▶ [Requirement] Please give again, exactly and only, the stretch of lines from the one containing "Can you spot the oriental pearl tower sphere?" to the end of the entries below.

Natural language region descriptions
# # # # # # #

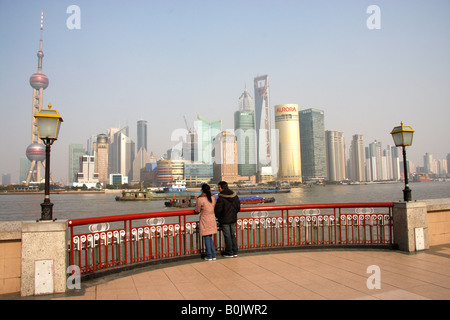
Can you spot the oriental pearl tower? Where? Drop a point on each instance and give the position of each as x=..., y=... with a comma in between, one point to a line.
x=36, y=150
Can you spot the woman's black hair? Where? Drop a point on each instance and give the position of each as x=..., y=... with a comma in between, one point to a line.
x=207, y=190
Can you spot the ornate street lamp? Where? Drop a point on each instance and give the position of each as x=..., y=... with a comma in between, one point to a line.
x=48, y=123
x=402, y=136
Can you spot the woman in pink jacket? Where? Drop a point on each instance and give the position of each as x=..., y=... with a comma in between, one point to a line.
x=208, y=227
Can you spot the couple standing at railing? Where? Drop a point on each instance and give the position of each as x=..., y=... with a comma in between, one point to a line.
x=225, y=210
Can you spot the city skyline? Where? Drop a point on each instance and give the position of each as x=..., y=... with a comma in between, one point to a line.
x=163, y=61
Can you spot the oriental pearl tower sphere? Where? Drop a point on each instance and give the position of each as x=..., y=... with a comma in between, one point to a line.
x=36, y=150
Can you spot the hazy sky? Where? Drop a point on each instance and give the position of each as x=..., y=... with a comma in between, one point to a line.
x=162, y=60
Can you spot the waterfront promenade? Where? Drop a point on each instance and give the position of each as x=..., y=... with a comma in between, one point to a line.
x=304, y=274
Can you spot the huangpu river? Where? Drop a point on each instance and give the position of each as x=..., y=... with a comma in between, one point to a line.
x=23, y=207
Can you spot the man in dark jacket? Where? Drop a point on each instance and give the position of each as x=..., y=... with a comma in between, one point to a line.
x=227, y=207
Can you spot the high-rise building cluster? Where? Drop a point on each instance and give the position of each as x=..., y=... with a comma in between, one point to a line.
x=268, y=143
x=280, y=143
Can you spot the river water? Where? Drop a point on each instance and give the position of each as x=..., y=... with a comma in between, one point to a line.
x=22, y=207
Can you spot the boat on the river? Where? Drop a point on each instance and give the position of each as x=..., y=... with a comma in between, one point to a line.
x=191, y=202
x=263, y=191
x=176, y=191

# # # # # # #

▶ [Answer to this problem]
Can you spot the oriental pearl tower sphere? Where? Drop a point on each instance and give the position of each as x=..., y=... with a comma in between, one point to a line.
x=36, y=150
Can you spot the hazy sky? Where? Drop a point on each instance and give the position of each as x=..., y=... with a comma in between, one point to a line.
x=162, y=60
Can you spot the waterfront promenade? Where? Drop a point on each instance and give the position of each as x=..., y=... with a comma in between, one point to a line.
x=304, y=274
Can you spot the huangpu river? Where? Drop a point on each instance and give the position of each as x=..., y=... with a comma in between, one point to a line.
x=23, y=207
Can you spot the man in dark jacket? Where? Drop a point on each instance and give the position of each as x=..., y=... with a comma in between, one point to a line.
x=227, y=207
Can you spot the high-rise building cluster? Where? Drop a point on each instance and give the position of each as x=..., y=... with a comma in between, one point to a line.
x=268, y=143
x=280, y=143
Can you spot the river water? Where? Drop a point on each instance and give the position of each as x=..., y=... with a comma in between, one point to a line.
x=22, y=207
Can you spot the boat on the river? Where? Drop a point on each instance and give the position of each as x=..., y=... with a comma in between, one point to a line.
x=191, y=202
x=263, y=191
x=176, y=191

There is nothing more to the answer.